- _Aufgabe a_
Schreibe aus dem Textauszug über den Großvater den Abschnitt zwischen „Wenn man das“ und „seiner Werkstatt hantierte.“ einschließlich dieser Wörter ab.

Dieser fleißige, unscheinbare Mann, der zwei Weltkriege überlebte und fünf Kinder großzog, hat sein Dorf nur einmal im Leben verlassen, um drei Jahre eine Lehre bei einem Meister zu machen. Die Entfernung zum Lehrort betrug sechzig Kilometer. Während meiner Kindheit wurden um 12 Uhr mittags immer die Nachrichten gehört und täglich kam die lokale Zeitung, in der aber meistens nur die Lokalnachrichten gelesen wurden.

Wenn man das mit der heutigen Zeit vergleicht, war die Fülle an Informationen und Möglichkeiten, die der Einzelne hatte, recht gering. Man könnte also davon ausgehen, dass das Denken nicht so viel zu verarbeiten hatte und der Mensch folglich innerlich ruhiger war. Ich bezweifle das. Wenn ich mich an meinen Opa erinnere, dann hatte auch er seine Sorgen und musste sich mit Dingen auseinandersetzen, die ihn beunruhigten. Wenn man zu z.B. zu Besuch kam, drang er darauf, dass man rechtzeitig vor dem Einbruch der Dunkelheit wieder nach Hause fuhr. Ich erinnere mich, dass er in manchen Situationen hektisch in seiner Werkstatt hantierte.

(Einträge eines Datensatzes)
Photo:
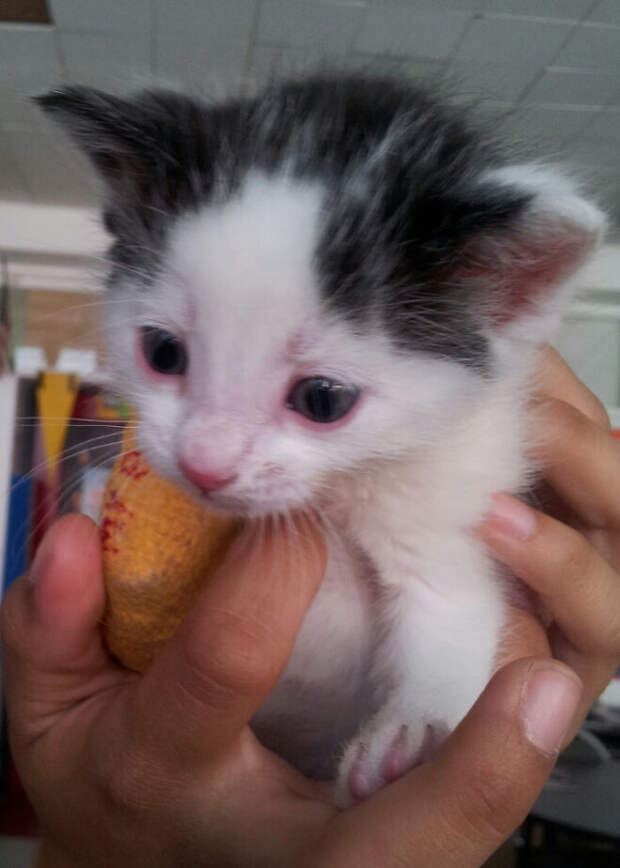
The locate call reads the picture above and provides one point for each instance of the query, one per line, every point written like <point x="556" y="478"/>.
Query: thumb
<point x="458" y="809"/>
<point x="53" y="653"/>
<point x="227" y="655"/>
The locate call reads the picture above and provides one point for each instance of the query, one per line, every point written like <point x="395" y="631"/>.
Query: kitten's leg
<point x="440" y="640"/>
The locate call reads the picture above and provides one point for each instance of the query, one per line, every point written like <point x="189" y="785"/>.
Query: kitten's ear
<point x="525" y="268"/>
<point x="114" y="133"/>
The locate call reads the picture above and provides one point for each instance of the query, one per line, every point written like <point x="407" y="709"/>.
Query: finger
<point x="555" y="379"/>
<point x="578" y="587"/>
<point x="53" y="651"/>
<point x="456" y="810"/>
<point x="582" y="463"/>
<point x="576" y="584"/>
<point x="523" y="636"/>
<point x="227" y="656"/>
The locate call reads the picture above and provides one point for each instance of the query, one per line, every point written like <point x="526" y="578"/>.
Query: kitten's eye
<point x="322" y="400"/>
<point x="163" y="352"/>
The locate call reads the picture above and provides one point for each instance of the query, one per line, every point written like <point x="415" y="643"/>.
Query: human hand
<point x="569" y="554"/>
<point x="162" y="770"/>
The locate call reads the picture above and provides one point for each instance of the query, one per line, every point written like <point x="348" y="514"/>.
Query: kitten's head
<point x="318" y="278"/>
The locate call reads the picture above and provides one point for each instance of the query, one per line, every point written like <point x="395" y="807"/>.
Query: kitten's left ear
<point x="141" y="146"/>
<point x="527" y="267"/>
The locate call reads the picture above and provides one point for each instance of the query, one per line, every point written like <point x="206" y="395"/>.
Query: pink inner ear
<point x="519" y="271"/>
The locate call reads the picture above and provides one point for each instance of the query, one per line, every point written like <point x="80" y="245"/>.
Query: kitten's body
<point x="359" y="232"/>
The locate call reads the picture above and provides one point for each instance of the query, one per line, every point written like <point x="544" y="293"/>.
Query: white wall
<point x="8" y="399"/>
<point x="590" y="340"/>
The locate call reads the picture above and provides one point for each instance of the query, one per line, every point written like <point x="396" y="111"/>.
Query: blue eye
<point x="163" y="352"/>
<point x="322" y="400"/>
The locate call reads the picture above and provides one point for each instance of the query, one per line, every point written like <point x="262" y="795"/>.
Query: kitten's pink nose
<point x="203" y="479"/>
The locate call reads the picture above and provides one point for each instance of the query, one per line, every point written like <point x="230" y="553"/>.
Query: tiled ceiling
<point x="550" y="69"/>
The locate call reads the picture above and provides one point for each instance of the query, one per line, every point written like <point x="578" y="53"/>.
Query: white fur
<point x="405" y="627"/>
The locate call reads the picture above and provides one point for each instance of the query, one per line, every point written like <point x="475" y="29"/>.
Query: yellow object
<point x="55" y="400"/>
<point x="160" y="548"/>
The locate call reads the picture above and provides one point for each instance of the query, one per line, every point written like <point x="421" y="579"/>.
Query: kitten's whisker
<point x="70" y="452"/>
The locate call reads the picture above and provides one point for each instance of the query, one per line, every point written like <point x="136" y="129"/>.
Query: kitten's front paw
<point x="383" y="752"/>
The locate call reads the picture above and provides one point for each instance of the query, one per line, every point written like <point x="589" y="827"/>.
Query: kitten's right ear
<point x="113" y="132"/>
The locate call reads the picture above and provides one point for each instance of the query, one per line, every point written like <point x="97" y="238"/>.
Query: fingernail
<point x="511" y="517"/>
<point x="549" y="704"/>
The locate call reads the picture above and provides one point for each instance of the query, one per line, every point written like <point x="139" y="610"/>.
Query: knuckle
<point x="131" y="784"/>
<point x="234" y="657"/>
<point x="599" y="413"/>
<point x="489" y="808"/>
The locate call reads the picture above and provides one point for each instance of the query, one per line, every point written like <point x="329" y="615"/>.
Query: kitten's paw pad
<point x="381" y="755"/>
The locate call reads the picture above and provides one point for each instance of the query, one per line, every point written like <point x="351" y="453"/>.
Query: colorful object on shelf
<point x="160" y="548"/>
<point x="56" y="394"/>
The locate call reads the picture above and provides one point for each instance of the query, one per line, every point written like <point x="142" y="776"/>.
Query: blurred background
<point x="547" y="71"/>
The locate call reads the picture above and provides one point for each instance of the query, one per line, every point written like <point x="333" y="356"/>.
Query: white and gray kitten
<point x="334" y="294"/>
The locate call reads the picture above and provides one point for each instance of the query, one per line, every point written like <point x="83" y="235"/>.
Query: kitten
<point x="333" y="296"/>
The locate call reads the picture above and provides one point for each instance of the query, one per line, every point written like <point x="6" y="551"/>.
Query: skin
<point x="162" y="769"/>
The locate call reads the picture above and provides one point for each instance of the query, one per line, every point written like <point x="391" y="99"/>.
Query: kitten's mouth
<point x="230" y="504"/>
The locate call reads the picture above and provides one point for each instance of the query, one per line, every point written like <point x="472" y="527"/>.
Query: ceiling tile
<point x="547" y="129"/>
<point x="216" y="71"/>
<point x="12" y="182"/>
<point x="17" y="110"/>
<point x="516" y="41"/>
<point x="195" y="22"/>
<point x="573" y="9"/>
<point x="272" y="62"/>
<point x="592" y="45"/>
<point x="53" y="169"/>
<point x="121" y="16"/>
<point x="28" y="58"/>
<point x="120" y="64"/>
<point x="606" y="12"/>
<point x="332" y="27"/>
<point x="497" y="81"/>
<point x="405" y="30"/>
<point x="454" y="5"/>
<point x="594" y="155"/>
<point x="576" y="86"/>
<point x="605" y="126"/>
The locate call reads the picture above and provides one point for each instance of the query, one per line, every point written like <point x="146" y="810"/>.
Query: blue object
<point x="18" y="528"/>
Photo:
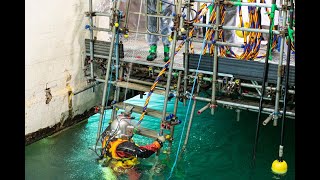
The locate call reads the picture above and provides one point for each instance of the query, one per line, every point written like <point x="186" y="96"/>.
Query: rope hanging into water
<point x="187" y="112"/>
<point x="144" y="111"/>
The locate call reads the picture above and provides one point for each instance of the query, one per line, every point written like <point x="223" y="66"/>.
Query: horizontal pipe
<point x="264" y="31"/>
<point x="151" y="15"/>
<point x="103" y="81"/>
<point x="219" y="43"/>
<point x="102" y="14"/>
<point x="147" y="83"/>
<point x="204" y="108"/>
<point x="101" y="29"/>
<point x="86" y="88"/>
<point x="243" y="84"/>
<point x="240" y="3"/>
<point x="155" y="70"/>
<point x="139" y="32"/>
<point x="243" y="106"/>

- _Aufgabe b_
Liste alle Zeilen der Einträge auf, in denen die Zeichenfolge „ceiling“ vorkommt. Dabei zählt die Groß- und Kleinschreibung.

- _Lösung a_
Wenn man das mit der heutigen Zeit vergleicht, war die Fülle an Informationen und Möglichkeiten, die der Einzelne hatte, recht gering. Man könnte also davon ausgehen, dass das Denken nicht so viel zu verarbeiten hatte und der Mensch folglich innerlich ruhiger war. Ich bezweifle das. Wenn ich mich an meinen Opa erinnere, dann hatte auch er seine Sorgen und musste sich mit Dingen auseinandersetzen, die ihn beunruhigten. Wenn man zu z.B. zu Besuch kam, drang er darauf, dass man rechtzeitig vor dem Einbruch der Dunkelheit wieder nach Hause fuhr. Ich erinnere mich, dass er in manchen Situationen hektisch in seiner Werkstatt hantierte.

- _Lösung b_
Query: tiled ceiling
Query: ceiling tile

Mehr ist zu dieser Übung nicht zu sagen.